> **TAREFAS A REALIZAR**:
a) Com base no excerto sobre a intervenção de Beatriz Gomes Dias, explique, em uma a três frases, por que razão a recolha de dados étnico-raciais é considerada importante.
b) Segundo o excerto sobre a intervenção de Beatriz Gomes Dias, em que ano ocorreu o caso das mulheres negras contra a General Motors?
c) Prossiga o excerto sobre a intervenção de Beatriz Gomes Dias a partir do ponto em que termina.

> **EXCERTO DA PÁGINA**:
_ _ _ _ _

Beatriz Gomes Dias debruçou-se sobre as múltiplas opressões e a sua expressão no quotidiano das mulheres negras, explicando que quem não quer ver as desigualdades falha nas respostas políticas – é necessário o movimento social e os decisores políticos se apropriarem dos conceitos e reconhecerem os múltiplos recortes necessários no desenho de políticas públicas para responder às especificidades. A deputada referiu-se várias vezes ao estudo de Crenshaw sobre os lugares de exclusão a que estão destinadas as mulheres negras, face à universalidade do branco e à universalidade do homem, visível no caso das mulheres negras contra a General Motors em 1976, que despoletou a visão interseccional da investigadora.
Sendo candidata à CML, Beatriz Gomes Dias dedicou parte da sua fala à necessidade de representatividade das mulheres negras nos lugares de decisão como forma de combater a invisibilidade destes corpos mas também sobre a importância da recolha de dados étnico-raciais (visível no Brasil e nos EUA) que permitem desenhar os territórios e as necessidades das populações consoante o género, raça, classe social e assim responder à altura das realidades. Em Lisboa políticas de habitação acessível, rede de transportes públicos gratuitos, quotas no acesso a trabalho, bem como direitos para as trabalhadoras em situações específicas (da periferia, afrodescendentes, LGBTI+, pobres), creches com horários adequados ao horário de trabalho das famílias, acesso a cuidados de saúde e combate à violência obstetra sobre mulheres racializadas e mulheres imigrantes e refugiadas são formas concretas de remover os obstáculos colocados pela racismo sistémico.

_ _ _ _ _

> **INFORMAÇÃO FORNECIDA**:
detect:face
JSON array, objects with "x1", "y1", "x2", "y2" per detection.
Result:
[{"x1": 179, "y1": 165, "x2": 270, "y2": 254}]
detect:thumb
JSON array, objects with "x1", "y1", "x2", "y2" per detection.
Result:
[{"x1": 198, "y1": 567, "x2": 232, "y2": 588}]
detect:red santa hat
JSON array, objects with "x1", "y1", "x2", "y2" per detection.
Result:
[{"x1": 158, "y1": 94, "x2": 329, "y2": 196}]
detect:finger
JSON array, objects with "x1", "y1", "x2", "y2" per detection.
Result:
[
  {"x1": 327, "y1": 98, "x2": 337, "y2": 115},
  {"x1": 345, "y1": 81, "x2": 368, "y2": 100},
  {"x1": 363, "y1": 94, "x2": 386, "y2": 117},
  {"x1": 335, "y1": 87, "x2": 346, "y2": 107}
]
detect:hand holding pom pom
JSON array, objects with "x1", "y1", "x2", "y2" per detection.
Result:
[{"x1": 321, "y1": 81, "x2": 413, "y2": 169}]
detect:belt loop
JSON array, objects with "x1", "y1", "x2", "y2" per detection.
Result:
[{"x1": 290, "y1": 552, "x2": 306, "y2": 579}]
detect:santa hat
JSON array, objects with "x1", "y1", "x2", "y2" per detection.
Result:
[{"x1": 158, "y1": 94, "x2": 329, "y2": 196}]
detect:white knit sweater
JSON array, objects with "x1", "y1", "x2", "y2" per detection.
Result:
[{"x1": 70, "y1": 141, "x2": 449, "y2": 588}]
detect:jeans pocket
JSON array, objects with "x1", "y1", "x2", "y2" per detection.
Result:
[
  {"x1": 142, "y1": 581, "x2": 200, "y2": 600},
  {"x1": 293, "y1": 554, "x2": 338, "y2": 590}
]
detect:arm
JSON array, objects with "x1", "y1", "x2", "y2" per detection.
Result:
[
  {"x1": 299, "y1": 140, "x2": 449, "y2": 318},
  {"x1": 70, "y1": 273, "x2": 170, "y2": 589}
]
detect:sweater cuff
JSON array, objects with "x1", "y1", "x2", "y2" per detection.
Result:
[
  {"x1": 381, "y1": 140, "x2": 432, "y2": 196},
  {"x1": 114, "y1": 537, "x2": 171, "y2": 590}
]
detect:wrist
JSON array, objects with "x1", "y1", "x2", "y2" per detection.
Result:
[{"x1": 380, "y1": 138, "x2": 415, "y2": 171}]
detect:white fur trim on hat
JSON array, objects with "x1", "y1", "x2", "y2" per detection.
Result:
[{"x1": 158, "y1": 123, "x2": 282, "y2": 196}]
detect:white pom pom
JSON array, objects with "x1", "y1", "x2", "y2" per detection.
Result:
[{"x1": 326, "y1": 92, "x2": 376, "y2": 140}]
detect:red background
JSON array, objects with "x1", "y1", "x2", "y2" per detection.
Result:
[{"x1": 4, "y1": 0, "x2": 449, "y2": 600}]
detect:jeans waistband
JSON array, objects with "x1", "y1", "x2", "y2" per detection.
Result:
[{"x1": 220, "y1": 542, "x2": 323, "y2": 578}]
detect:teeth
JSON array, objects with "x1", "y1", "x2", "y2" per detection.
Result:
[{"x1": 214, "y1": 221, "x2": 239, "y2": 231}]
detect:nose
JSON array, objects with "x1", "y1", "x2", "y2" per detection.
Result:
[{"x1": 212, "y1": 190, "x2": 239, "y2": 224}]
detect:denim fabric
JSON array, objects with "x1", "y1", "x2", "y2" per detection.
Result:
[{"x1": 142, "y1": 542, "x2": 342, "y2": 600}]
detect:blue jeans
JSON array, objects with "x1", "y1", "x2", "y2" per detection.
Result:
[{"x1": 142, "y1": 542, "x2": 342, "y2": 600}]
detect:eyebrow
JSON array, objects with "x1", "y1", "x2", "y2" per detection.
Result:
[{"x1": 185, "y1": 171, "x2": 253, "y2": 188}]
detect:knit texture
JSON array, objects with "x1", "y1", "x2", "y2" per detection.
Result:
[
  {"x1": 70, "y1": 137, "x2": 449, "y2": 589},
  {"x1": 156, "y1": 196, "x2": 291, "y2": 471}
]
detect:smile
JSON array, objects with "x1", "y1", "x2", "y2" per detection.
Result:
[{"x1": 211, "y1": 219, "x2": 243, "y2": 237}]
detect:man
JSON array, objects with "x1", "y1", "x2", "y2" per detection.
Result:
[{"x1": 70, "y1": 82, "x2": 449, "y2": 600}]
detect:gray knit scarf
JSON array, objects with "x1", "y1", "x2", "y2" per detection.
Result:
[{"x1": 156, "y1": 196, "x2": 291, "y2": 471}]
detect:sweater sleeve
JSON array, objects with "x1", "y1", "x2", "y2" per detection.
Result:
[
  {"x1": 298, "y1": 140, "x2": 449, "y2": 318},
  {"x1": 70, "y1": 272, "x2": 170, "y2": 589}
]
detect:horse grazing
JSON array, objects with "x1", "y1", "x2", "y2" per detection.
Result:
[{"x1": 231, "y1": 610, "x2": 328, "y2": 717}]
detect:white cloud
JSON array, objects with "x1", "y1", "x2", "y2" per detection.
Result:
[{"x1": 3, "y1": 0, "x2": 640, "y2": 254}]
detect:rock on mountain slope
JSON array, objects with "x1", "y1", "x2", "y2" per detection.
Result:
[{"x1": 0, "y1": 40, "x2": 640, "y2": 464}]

_ _ _ _ _

> **RESPOSTAS POR TAREFA**:
a) A recolha de dados étnico-raciais permite desenhar os territórios e as necessidades das populações consoante o género, a raça e a classe social. Assim, é possível responder à altura das realidades.

b) Em 1976.

c)
Ambas as intervenientes dedicaram espaço à discussão sobre os processos de colonização, especialmente na relação Brasil-Portugal como processo fundamental para entender e trabalhar o racismo perpetuado nas sociedades atuais. O mito da democracia racial no Brasil, o mito do bom colonizador e as ideias de lusotropicalismo afectam enormemente a consciência das pessoas e desconstruir estes conceitos é imprescendível na luta antirracista e anticapitalista.
Saudamos o excelente debate e os importantes contributos das oradores para uma visão interseccional, antirracista e feminista das nossas vidas e da política.